Aim of the exercise —
Your reply should be the entries, output word for word, with each picture omitted.

Records from a data collection —
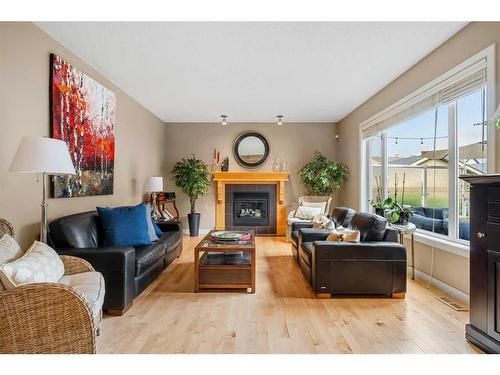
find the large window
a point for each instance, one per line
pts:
(427, 147)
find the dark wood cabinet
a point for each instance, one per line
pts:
(484, 327)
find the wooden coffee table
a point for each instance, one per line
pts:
(224, 265)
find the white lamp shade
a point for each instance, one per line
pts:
(42, 155)
(496, 115)
(153, 184)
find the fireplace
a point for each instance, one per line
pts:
(251, 209)
(251, 206)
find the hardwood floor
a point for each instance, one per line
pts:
(281, 317)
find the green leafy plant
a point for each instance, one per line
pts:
(323, 177)
(193, 177)
(398, 212)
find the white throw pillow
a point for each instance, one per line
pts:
(9, 251)
(307, 213)
(315, 204)
(40, 264)
(321, 221)
(344, 235)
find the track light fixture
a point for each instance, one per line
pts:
(224, 119)
(280, 120)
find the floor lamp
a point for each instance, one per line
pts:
(45, 156)
(153, 185)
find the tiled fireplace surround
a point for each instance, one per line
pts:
(251, 188)
(255, 182)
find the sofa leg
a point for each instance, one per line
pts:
(323, 295)
(118, 312)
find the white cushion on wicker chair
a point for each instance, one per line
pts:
(40, 264)
(9, 251)
(91, 287)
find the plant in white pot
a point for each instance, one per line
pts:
(193, 177)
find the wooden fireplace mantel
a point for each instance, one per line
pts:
(278, 178)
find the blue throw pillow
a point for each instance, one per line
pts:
(157, 229)
(124, 226)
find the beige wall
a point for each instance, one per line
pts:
(24, 111)
(449, 268)
(294, 143)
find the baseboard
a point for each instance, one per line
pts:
(451, 291)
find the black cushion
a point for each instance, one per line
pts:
(306, 252)
(342, 216)
(371, 227)
(75, 231)
(146, 256)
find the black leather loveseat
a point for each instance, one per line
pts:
(375, 265)
(127, 271)
(341, 216)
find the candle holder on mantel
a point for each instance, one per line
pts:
(217, 163)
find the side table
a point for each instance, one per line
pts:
(410, 229)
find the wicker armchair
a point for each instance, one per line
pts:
(48, 317)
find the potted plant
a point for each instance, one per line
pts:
(395, 212)
(378, 205)
(322, 176)
(192, 176)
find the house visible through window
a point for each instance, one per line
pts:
(429, 147)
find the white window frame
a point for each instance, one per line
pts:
(441, 241)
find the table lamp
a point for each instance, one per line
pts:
(153, 185)
(46, 156)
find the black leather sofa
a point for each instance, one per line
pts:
(341, 216)
(127, 271)
(375, 265)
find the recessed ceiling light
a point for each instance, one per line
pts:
(280, 120)
(224, 119)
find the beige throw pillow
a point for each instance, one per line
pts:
(334, 236)
(321, 205)
(344, 235)
(9, 251)
(321, 221)
(40, 264)
(307, 213)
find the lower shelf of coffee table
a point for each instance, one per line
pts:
(217, 271)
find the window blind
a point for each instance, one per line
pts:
(460, 84)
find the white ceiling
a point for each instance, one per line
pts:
(251, 71)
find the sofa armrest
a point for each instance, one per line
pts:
(298, 225)
(117, 266)
(346, 251)
(74, 265)
(170, 227)
(391, 235)
(313, 234)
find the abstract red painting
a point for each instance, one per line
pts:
(83, 115)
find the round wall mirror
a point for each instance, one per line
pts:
(251, 149)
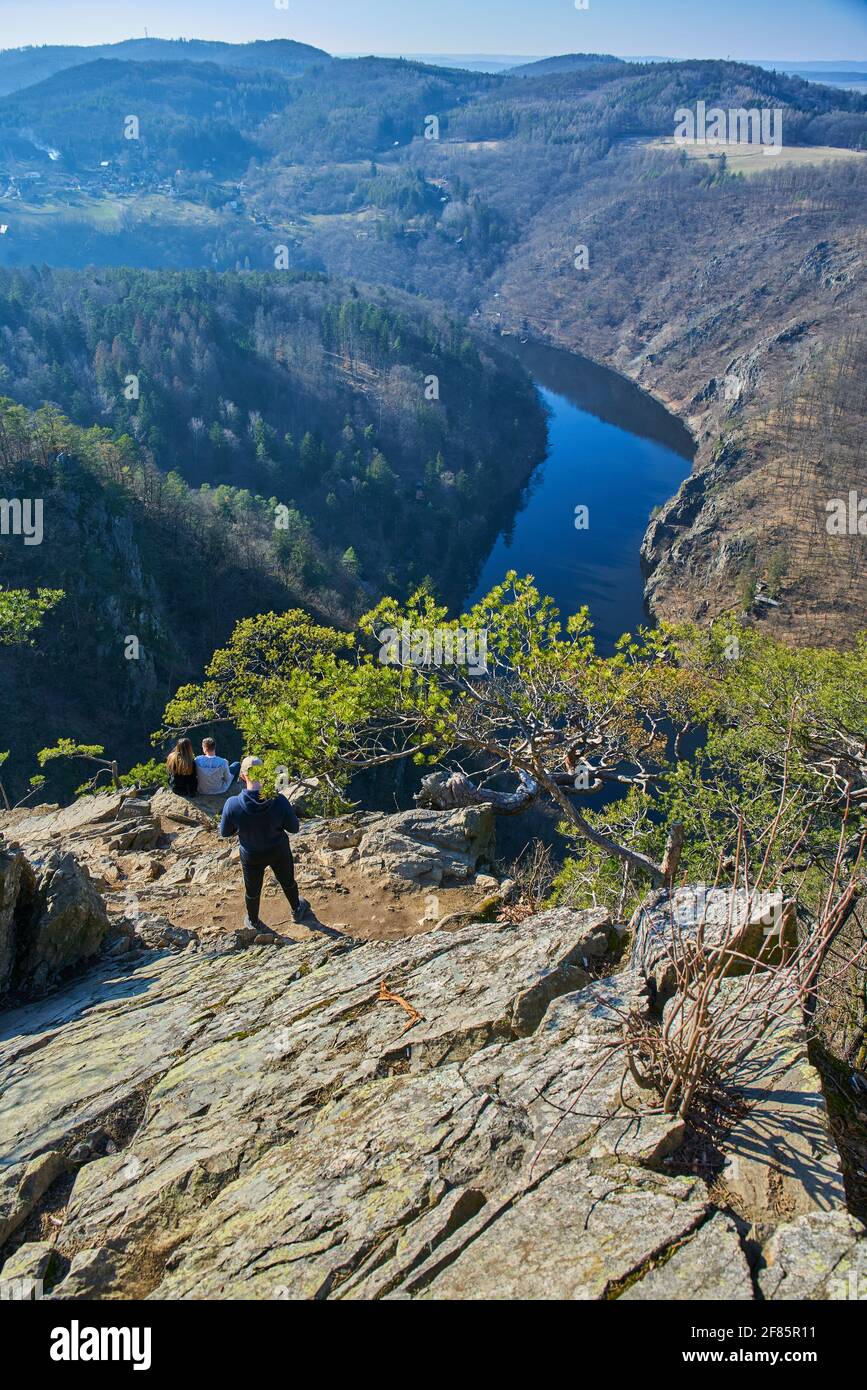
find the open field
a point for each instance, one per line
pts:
(752, 159)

Reply to the task —
find the large window
a point for each instance, one per line
pts:
(427, 147)
find the dark wood cabinet
a point for each instance, one per line
pts:
(484, 327)
find the wooden coffee table
a point for each instance, one per line
pts:
(224, 265)
find the white lamp shade
a point for each instance, one per line
pts:
(42, 155)
(496, 115)
(153, 184)
find the fireplace
a point for each instance, one per line
pts:
(251, 209)
(251, 206)
find the hardwood floor
a point for each instance, one per line
pts:
(281, 317)
find the green leafy plant
a point for each instance, one per line
pts:
(323, 177)
(193, 177)
(398, 212)
find the white throw pillow
a point for each instance, one per line
pts:
(9, 251)
(307, 213)
(315, 204)
(40, 264)
(321, 221)
(344, 235)
find the track light fixture
a point for each instance, one per line
pts:
(224, 119)
(280, 120)
find the floor lamp
a point for each instance, one per line
pts:
(45, 156)
(153, 185)
find the tiled fireplace surround
a point for each instance, one per line
pts:
(251, 188)
(255, 182)
find the sofa leg
a point for each instance, one per line
pts:
(323, 295)
(118, 312)
find the white cushion on wicker chair
a point for each instance, one per line
pts:
(40, 264)
(9, 251)
(91, 287)
find the plant in white pot
a point for each instance, one per line
pts:
(193, 177)
find the wooden fireplace mantel
a point for each instance, one per line
pts:
(278, 178)
find the blue throw pillow
a point for each instance, one per line
pts:
(157, 229)
(124, 226)
find the beige wall
a point for each instance, one per line
pts:
(24, 111)
(449, 268)
(294, 143)
find the baseboard
a point for each instance, one per line
pts:
(451, 291)
find the black cushion
a point for each instance, one per line
pts:
(306, 252)
(342, 216)
(371, 227)
(75, 231)
(146, 256)
find the black leather loveseat
a point for each instance, one per line
pts:
(375, 265)
(127, 271)
(341, 216)
find the candle holder on mantel
a point for each instance, one per line
pts:
(217, 163)
find the side table
a point for each instance, one per line
pts:
(410, 229)
find the wicker armchair
a point for each instance, one per line
pts:
(48, 317)
find the potted plant
a point for each instance, one per line
pts:
(395, 212)
(378, 205)
(322, 176)
(192, 176)
find the house visible through window
a point for each instance, one per line
pts:
(429, 147)
find the white window frame
a point for each instance, one per line
pts:
(441, 241)
find the table lamp
a point for each instance, one per line
pts:
(153, 185)
(46, 156)
find the black leather sofa
a point for each instance, one per line
pts:
(341, 216)
(127, 271)
(375, 265)
find the recessed ceiling light
a point for each instance, one per line
pts:
(280, 120)
(224, 119)
find the beige throw pillow
a point for each instance, one per line
pts:
(334, 236)
(321, 205)
(344, 235)
(9, 251)
(321, 221)
(40, 264)
(307, 213)
find the lower shelf of coffee table
a point for each instance, one per line
pts:
(217, 271)
find the window blind
a point for each instance, one per line
pts:
(460, 84)
find the white ceiling
a point for each instance, one per line
pts:
(251, 71)
find the sofa armrest
a point for each instance, one per line
pts:
(298, 225)
(117, 266)
(346, 251)
(74, 265)
(170, 227)
(391, 235)
(313, 234)
find the abstract red painting
a point for each instance, one per line
pts:
(83, 115)
find the round wall mirror
a point for each instance, one per line
pts:
(251, 149)
find the open field
a point for each instance, one per line
pts:
(752, 159)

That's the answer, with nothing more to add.